→ Written instruction
Decide whether each statement agrees with the instruction-timing passage, answering yes or no and quoting the deciding words: 1. Most of the tested sequences are 8 instructions long. 2. Within each 8-instruction sequence, every instruction uses different input registers. 3. The full OpenSSL sequence was also tested with ADD replacing ADCS, ADC and ADDS.

→ Passage shown
━━━
We easily spot another long sequence of ADCS MUL ADCS UMULH instructions. So, let's try to characterize it.
This time, we try to evaluate the mean time of an instruction inside a given sequence. We start with a sequence of NOP to have a reference. Then we test multiple combinations of instructions. Most sequences are 8 instructions long and are repeated a large number of times.
In each 8-instruction sequence, the output registers of the instructions are all distinct to avoid execution dependencies. The input registers are the same in all instructions. The same sequence (and consequently the same output registers) are reused after 8 instructions.
Last, we test the full long sequence from OpenSSL, with many MUL ADCS UMULH ADCS (there are also some ADC and ADDS). Finally, we test the same sequence with ADD instead of ADCS, ADC, ADDS.
See the test source code for the details.
The results are summarized below:
| Mean instruction time (nanoseconds) | Cortex A72 | Neoverse N1 | Neoverse V1 | Neoverse V2 | Apple M1 | Apple M3 |
|---|---|---|---|---|---|---|
| NOP | 0.419 | 0.043 | 0.000 | 0.000 | 0.020 | 0.011 |
| ADD | 0.209 | 0.042 | 0.079 | 0.037 | 0.041 | 0.014 |
| ADC | 0.209 | 0.042 | 0.079 | 0.058 | 0.078 | 0.042 |
| ADDS | 0.209 | 0.042 | 0.085 | 0.087 | 0.078 | 0.041 |
| ADCS | 0.418 | 0.250 | 0.337 | 0.267 | 0.274 | 0.219 |
| MUL | 1.532 | 0.918 | 0.144 | 0.115 | 0.117 | 0.093 |
| MUL UMULH | 1.810 | 1.085 | 0.144 | 0.115 | 0.117 | 0.093 |
| MUL ADCS UMULH ADCS | 0.835 | 0.501 | 0.248 | 0.204 | 0.117 | 0.095 |
| MUL ADCS | 0.696 | 0.417 | 0.144 | 0.134 | 0.117 | 0.093 |
| MUL ADD UMULH ADD | 0.835 | 0.501 | 0.092 | 0.064 | 0.064 | 0.035 |
| Full OpenSSL sequence (MUL & ADCS) | 0.875 | 0.524 | 0.130 | 0.098 | 0.065 | 0.050 |
| Same sequence with ADD only | 0.875 | 0.524 | 0.106 | 0.068 | 0.062 | 0.052 |
The results are quite surprising when comparing the Neoverse N1 and V1.
━━━
→ Dataset rows
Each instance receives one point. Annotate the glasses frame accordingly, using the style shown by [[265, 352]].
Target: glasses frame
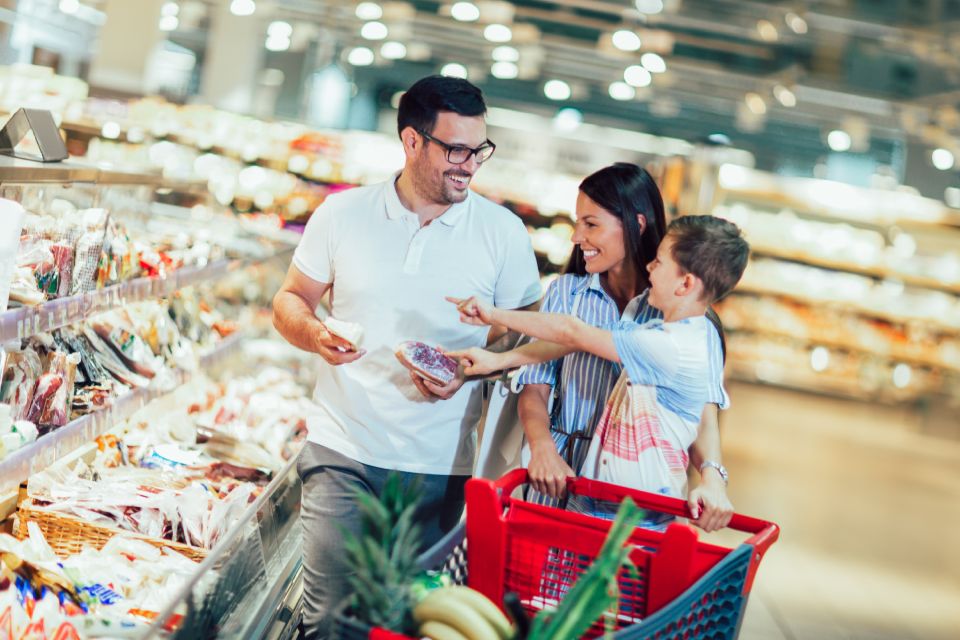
[[450, 148]]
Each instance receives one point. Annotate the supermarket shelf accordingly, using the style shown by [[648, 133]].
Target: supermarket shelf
[[18, 171], [16, 324], [849, 307], [53, 446], [850, 267], [894, 355]]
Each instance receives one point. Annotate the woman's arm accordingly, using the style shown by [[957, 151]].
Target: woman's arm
[[560, 328]]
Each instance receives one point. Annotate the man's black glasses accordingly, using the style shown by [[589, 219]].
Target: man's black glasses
[[458, 154]]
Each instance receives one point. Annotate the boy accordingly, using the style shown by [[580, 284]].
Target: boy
[[652, 416]]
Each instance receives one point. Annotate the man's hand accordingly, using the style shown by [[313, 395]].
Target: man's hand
[[474, 311], [433, 391], [709, 504], [548, 472], [476, 361], [334, 349]]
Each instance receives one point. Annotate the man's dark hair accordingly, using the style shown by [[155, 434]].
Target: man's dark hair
[[712, 249], [626, 190], [421, 103]]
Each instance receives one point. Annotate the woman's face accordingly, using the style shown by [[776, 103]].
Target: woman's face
[[599, 234]]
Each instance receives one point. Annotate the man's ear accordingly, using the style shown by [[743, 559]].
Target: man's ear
[[412, 142]]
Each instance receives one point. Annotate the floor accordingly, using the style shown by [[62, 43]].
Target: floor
[[868, 507]]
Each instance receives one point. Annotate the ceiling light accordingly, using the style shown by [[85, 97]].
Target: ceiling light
[[505, 70], [767, 31], [626, 40], [505, 53], [369, 11], [360, 57], [454, 70], [942, 159], [755, 103], [393, 50], [168, 23], [653, 63], [373, 31], [901, 375], [839, 140], [649, 7], [637, 76], [622, 91], [243, 7], [498, 33], [556, 90], [277, 43], [819, 359], [465, 12], [279, 29], [796, 23], [568, 119], [784, 96]]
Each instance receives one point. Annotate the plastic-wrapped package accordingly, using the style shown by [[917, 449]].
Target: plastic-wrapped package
[[89, 248], [56, 412], [20, 377]]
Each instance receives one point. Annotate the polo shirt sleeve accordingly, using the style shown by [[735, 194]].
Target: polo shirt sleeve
[[545, 372], [314, 254], [648, 353], [518, 282], [717, 393]]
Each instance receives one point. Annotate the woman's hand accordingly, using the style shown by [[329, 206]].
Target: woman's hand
[[476, 361], [548, 471], [473, 311]]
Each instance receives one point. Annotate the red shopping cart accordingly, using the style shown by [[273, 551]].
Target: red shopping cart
[[683, 587]]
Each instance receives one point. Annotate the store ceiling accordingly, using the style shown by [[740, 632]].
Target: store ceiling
[[875, 68]]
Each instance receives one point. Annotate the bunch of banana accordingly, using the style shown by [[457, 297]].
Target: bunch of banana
[[460, 613]]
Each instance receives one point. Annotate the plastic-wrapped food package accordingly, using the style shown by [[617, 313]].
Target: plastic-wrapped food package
[[20, 381], [56, 412]]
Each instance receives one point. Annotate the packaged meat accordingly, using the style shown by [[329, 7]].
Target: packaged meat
[[427, 361], [349, 331], [20, 377]]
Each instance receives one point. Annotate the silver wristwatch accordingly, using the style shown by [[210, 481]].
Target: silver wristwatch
[[722, 470]]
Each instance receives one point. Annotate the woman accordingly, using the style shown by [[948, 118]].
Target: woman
[[620, 222]]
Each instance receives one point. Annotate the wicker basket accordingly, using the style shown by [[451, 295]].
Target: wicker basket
[[67, 535]]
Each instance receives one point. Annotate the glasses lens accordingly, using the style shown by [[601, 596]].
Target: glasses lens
[[458, 155], [484, 154]]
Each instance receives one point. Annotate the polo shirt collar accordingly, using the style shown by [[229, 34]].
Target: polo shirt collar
[[396, 210]]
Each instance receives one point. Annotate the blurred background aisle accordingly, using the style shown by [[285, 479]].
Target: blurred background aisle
[[868, 507]]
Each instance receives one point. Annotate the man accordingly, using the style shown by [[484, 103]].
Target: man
[[389, 254]]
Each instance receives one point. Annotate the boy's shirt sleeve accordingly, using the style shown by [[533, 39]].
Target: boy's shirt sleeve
[[545, 372], [717, 392], [647, 352]]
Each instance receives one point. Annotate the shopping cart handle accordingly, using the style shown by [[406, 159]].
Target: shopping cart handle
[[765, 533]]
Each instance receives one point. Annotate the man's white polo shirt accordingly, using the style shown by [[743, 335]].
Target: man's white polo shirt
[[391, 276]]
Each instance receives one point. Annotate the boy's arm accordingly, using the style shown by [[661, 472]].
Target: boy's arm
[[710, 495]]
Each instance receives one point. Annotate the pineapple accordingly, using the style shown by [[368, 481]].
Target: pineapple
[[384, 556]]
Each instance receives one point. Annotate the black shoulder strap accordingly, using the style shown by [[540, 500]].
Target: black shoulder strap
[[715, 321]]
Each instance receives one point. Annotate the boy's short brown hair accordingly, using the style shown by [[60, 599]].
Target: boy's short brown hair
[[712, 249]]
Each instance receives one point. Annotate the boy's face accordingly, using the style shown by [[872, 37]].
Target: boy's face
[[666, 277]]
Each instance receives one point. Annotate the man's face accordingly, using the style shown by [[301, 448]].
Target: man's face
[[666, 277], [435, 178]]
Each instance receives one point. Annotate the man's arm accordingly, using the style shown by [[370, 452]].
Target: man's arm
[[294, 317], [710, 495]]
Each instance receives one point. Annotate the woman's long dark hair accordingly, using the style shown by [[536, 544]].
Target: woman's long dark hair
[[626, 190]]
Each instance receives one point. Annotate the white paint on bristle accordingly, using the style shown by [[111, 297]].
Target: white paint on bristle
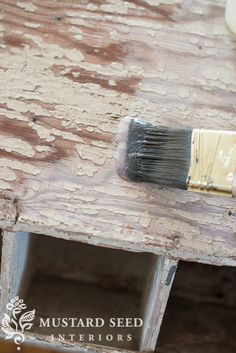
[[230, 14]]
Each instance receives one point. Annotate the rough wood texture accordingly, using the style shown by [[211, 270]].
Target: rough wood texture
[[69, 71], [15, 273], [159, 286]]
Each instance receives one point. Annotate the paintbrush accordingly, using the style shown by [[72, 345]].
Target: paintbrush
[[193, 159]]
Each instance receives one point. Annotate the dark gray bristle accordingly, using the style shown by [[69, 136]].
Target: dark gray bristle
[[158, 154]]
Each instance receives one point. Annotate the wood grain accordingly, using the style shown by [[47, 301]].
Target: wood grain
[[69, 72]]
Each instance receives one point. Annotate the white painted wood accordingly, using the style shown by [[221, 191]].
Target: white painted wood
[[15, 269], [68, 78], [158, 289]]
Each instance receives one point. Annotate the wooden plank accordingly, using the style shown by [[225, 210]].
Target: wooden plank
[[15, 272], [69, 72], [159, 285]]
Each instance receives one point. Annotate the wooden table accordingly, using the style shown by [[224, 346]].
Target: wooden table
[[70, 70]]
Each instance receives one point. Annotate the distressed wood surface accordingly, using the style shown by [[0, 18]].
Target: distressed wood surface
[[158, 290], [69, 72]]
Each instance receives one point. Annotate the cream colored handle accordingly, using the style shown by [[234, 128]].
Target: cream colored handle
[[234, 186], [230, 14]]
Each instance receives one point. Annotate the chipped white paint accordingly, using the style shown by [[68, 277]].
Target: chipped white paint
[[32, 25], [16, 145], [151, 59], [27, 6], [7, 174]]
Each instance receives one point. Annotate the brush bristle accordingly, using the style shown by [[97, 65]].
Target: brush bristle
[[157, 154]]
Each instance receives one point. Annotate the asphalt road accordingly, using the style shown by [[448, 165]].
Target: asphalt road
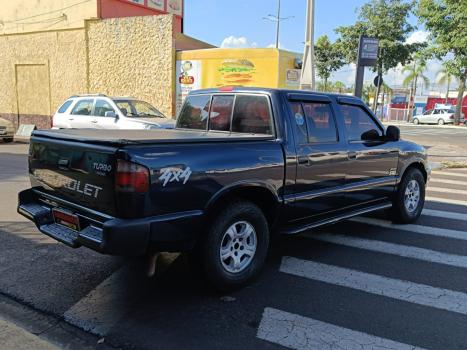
[[363, 283]]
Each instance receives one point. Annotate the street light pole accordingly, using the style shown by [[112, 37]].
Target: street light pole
[[278, 22], [307, 78]]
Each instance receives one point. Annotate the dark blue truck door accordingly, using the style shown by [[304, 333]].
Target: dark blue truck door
[[371, 174], [321, 156]]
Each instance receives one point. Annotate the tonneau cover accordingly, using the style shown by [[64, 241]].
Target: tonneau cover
[[128, 137]]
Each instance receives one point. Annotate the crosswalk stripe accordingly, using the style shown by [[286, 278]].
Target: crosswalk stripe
[[392, 248], [444, 214], [447, 181], [298, 332], [416, 293], [446, 190], [425, 230], [446, 200], [447, 173]]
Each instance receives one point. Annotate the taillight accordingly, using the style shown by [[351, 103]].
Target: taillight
[[131, 177]]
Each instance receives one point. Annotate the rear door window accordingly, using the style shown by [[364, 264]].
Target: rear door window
[[357, 122], [320, 122], [83, 107], [221, 112], [195, 112], [252, 114]]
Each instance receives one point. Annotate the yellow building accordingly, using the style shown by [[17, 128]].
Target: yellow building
[[50, 50]]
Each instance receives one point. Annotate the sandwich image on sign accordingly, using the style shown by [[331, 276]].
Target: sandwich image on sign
[[237, 72]]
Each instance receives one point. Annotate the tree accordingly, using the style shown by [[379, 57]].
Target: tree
[[328, 59], [339, 87], [444, 77], [414, 73], [447, 22], [386, 20]]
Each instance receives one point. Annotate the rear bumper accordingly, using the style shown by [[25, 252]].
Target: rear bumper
[[110, 235]]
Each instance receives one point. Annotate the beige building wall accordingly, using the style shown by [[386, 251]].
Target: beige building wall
[[133, 56], [39, 71], [39, 15]]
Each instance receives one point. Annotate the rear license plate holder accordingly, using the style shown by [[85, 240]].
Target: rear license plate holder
[[65, 218]]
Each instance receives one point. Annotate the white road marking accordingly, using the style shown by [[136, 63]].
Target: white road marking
[[447, 181], [392, 248], [446, 201], [421, 294], [298, 332], [445, 190], [447, 173], [425, 230], [444, 214]]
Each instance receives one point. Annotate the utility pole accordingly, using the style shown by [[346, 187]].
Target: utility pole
[[307, 79], [277, 18], [278, 22]]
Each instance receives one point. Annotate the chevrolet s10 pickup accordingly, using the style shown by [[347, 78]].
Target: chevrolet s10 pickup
[[241, 164]]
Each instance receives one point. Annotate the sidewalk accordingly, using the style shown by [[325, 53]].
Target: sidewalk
[[13, 337]]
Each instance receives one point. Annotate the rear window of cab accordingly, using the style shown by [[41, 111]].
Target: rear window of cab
[[236, 113]]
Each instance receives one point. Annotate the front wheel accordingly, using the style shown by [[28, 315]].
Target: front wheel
[[236, 246], [410, 197]]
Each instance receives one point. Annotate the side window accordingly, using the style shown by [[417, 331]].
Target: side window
[[101, 107], [252, 115], [65, 106], [221, 111], [83, 107], [320, 122], [358, 121], [195, 111], [299, 123]]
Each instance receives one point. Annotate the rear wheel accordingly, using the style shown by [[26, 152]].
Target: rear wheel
[[410, 197], [236, 246]]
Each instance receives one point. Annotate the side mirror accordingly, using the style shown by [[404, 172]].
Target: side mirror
[[110, 114], [371, 135], [393, 133]]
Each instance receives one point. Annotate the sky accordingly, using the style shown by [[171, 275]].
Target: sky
[[240, 23]]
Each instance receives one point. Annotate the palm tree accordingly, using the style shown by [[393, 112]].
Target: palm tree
[[415, 72], [339, 87], [444, 77]]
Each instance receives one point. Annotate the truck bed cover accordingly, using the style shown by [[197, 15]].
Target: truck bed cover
[[154, 136]]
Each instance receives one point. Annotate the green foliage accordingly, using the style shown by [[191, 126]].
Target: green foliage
[[386, 20], [447, 22], [328, 59]]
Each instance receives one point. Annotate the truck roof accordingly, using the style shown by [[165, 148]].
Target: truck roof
[[230, 89]]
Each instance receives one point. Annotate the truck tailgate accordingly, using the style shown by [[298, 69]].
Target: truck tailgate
[[81, 173]]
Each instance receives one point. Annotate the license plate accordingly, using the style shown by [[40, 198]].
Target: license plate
[[66, 219]]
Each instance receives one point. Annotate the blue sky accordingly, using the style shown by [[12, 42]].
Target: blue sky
[[240, 23]]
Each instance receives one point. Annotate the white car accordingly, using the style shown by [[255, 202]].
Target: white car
[[103, 112], [438, 116]]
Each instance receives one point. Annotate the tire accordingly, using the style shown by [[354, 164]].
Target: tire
[[406, 210], [239, 217]]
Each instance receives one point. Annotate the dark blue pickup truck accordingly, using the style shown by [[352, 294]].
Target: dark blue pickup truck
[[242, 163]]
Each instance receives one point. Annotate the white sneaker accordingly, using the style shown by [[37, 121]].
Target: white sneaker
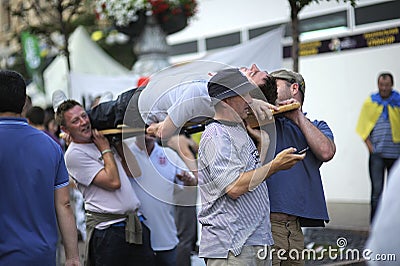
[[58, 98]]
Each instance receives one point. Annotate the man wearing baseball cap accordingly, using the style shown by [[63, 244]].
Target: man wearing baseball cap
[[235, 204], [296, 195]]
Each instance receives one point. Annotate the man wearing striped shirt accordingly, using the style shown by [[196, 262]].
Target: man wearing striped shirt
[[235, 203]]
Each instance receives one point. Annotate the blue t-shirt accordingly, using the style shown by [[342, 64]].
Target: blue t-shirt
[[298, 191], [31, 168]]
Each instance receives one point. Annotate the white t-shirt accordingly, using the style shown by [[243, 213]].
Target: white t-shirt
[[155, 188], [83, 163], [188, 101]]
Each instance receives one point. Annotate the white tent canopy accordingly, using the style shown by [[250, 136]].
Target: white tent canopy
[[93, 72]]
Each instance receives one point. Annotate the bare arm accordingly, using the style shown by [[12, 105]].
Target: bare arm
[[66, 223], [247, 181], [322, 146], [181, 144], [108, 177]]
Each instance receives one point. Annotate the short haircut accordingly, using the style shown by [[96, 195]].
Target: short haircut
[[386, 75], [36, 115], [12, 92], [64, 107]]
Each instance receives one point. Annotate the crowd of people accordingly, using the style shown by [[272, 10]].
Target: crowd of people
[[259, 186]]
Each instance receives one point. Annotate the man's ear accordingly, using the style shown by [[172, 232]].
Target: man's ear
[[295, 89], [63, 128]]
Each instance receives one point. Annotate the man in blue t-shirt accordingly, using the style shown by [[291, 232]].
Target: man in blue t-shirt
[[296, 195], [34, 193]]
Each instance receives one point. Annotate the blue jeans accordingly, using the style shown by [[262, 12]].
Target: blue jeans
[[108, 247], [166, 257], [377, 167]]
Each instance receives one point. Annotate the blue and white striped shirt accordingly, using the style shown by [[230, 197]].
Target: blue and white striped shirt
[[226, 151]]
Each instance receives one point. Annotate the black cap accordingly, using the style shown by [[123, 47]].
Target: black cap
[[228, 83]]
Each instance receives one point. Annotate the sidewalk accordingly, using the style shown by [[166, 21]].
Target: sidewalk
[[349, 221], [347, 233]]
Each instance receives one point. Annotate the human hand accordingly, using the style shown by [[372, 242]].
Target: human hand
[[72, 262], [262, 109], [188, 178], [259, 135], [155, 129], [100, 140], [66, 137], [293, 115], [286, 159]]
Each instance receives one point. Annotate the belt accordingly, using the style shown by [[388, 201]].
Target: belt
[[282, 217], [123, 223]]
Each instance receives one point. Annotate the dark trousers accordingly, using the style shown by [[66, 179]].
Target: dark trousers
[[108, 247], [377, 167], [186, 224], [165, 257]]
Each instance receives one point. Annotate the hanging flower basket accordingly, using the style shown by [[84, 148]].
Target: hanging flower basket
[[172, 23], [129, 16], [134, 28]]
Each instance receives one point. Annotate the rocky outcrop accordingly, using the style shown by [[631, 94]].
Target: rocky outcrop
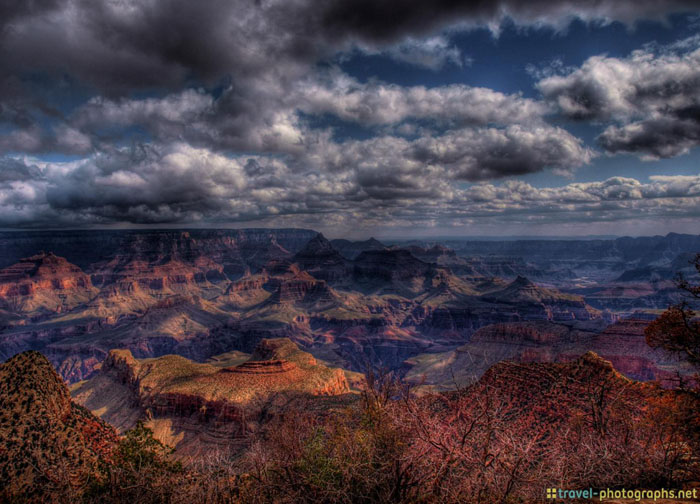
[[44, 282], [322, 261], [175, 387]]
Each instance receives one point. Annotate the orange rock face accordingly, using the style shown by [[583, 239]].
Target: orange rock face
[[44, 281]]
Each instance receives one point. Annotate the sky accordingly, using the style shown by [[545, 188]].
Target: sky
[[357, 118]]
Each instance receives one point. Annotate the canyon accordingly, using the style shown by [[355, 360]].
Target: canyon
[[409, 306]]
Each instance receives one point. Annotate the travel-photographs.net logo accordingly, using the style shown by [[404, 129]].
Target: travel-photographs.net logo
[[621, 493]]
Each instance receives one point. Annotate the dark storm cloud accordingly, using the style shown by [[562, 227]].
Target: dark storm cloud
[[387, 20], [139, 44], [182, 185], [653, 95]]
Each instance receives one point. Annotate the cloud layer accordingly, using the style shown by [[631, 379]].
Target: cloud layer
[[652, 97], [220, 111]]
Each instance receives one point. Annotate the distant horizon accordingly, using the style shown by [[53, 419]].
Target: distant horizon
[[386, 239]]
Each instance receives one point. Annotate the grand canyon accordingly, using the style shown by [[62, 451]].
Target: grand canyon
[[349, 251]]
━━━
→ Result for this task
1. Yes: "Most sequences are 8 instructions long and are repeated a large number of times."
2. No: "The input registers are the same in all instructions."
3. Yes: "Finally, we test the same sequence with ADD instead of ADCS, ADC, ADDS."